Document passage:
The New York Times first reported that Cohen offered advice on how AT&T should approach the administration about the Time Warner merger.
The documents specified that Cohen, who was not a registered lobbyist, was to spend none of his time engaged in lobbying. They described his work as advising the company, not contacting federal officials.
Under federal rules, individuals must register as lobbyists if they spend 20 percent of their time working for a client on legislative and executive branch issues and if they have had contact with at least two government officials related to that client, according to Larry Noble, a former general counsel of the Federal Election Commission and an expert on lobbying law.
Cohen’s work for AT&T did not appear to meet that definition, Noble said. However, he noted that hiring the president’s lawyer could trigger ethical questions.
“It is an ethical concern if you have a lawyer who appears to be selling access to a current client, who is president,” Noble said.
Rudolph W. Giuliani, a lawyer for Trump, said Wednesday that the president was unaware of Cohen’s consulting agreements.

Task requirements:
(A) In the passage on Cohen's work for AT&T, rewrite the paragraph beginning "Under federal rules" as a short bulleted list that keeps its main facts.
(B) According to the passage on Cohen's work for AT&T, who said the president was unaware of Cohen's consulting agreements?
The items after this passage come from a separate source.

Data listing:
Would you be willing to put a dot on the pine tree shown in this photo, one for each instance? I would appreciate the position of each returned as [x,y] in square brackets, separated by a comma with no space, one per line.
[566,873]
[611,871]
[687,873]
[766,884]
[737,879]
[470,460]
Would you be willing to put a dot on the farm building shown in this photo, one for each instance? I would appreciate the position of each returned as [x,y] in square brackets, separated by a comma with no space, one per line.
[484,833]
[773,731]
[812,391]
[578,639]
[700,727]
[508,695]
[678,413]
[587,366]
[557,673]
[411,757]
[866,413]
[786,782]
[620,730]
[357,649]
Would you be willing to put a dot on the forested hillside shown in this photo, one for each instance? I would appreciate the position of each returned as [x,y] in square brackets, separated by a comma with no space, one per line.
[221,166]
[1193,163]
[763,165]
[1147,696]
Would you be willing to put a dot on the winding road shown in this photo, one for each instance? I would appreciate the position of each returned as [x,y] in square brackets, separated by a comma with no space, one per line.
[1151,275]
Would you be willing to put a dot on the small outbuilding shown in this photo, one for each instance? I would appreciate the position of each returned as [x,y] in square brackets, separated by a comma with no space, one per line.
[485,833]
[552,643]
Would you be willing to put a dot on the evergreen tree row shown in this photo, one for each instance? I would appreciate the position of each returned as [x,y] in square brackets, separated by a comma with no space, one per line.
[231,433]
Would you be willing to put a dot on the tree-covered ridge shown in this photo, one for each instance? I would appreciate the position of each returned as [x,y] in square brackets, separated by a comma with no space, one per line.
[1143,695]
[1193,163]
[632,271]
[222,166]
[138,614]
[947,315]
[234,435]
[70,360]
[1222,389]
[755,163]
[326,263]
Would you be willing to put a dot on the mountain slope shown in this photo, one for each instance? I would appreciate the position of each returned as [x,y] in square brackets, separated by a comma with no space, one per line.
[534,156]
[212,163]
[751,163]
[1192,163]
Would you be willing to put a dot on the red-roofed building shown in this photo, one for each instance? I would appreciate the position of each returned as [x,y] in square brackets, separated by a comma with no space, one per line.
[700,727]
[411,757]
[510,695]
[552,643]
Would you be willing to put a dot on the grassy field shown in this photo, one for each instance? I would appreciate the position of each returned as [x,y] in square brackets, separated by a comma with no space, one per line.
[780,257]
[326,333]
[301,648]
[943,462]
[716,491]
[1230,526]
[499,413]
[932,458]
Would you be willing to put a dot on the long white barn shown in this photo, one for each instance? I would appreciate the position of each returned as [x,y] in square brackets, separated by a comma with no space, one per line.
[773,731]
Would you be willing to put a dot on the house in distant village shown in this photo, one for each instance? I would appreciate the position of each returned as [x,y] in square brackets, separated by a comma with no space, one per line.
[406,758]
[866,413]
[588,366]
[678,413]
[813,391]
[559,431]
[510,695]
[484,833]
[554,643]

Answers to the exercises:
(A)
- Under federal rules, a person must register as a lobbyist if both of these apply:
  - they spend 20 percent of their time working for a client on legislative and executive branch issues
  - they have had contact with at least two government officials related to that client
- Source: Larry Noble, a former general counsel of the Federal Election Commission and an expert on lobbying law

(B) Rudolph W. Giuliani, a lawyer for Trump.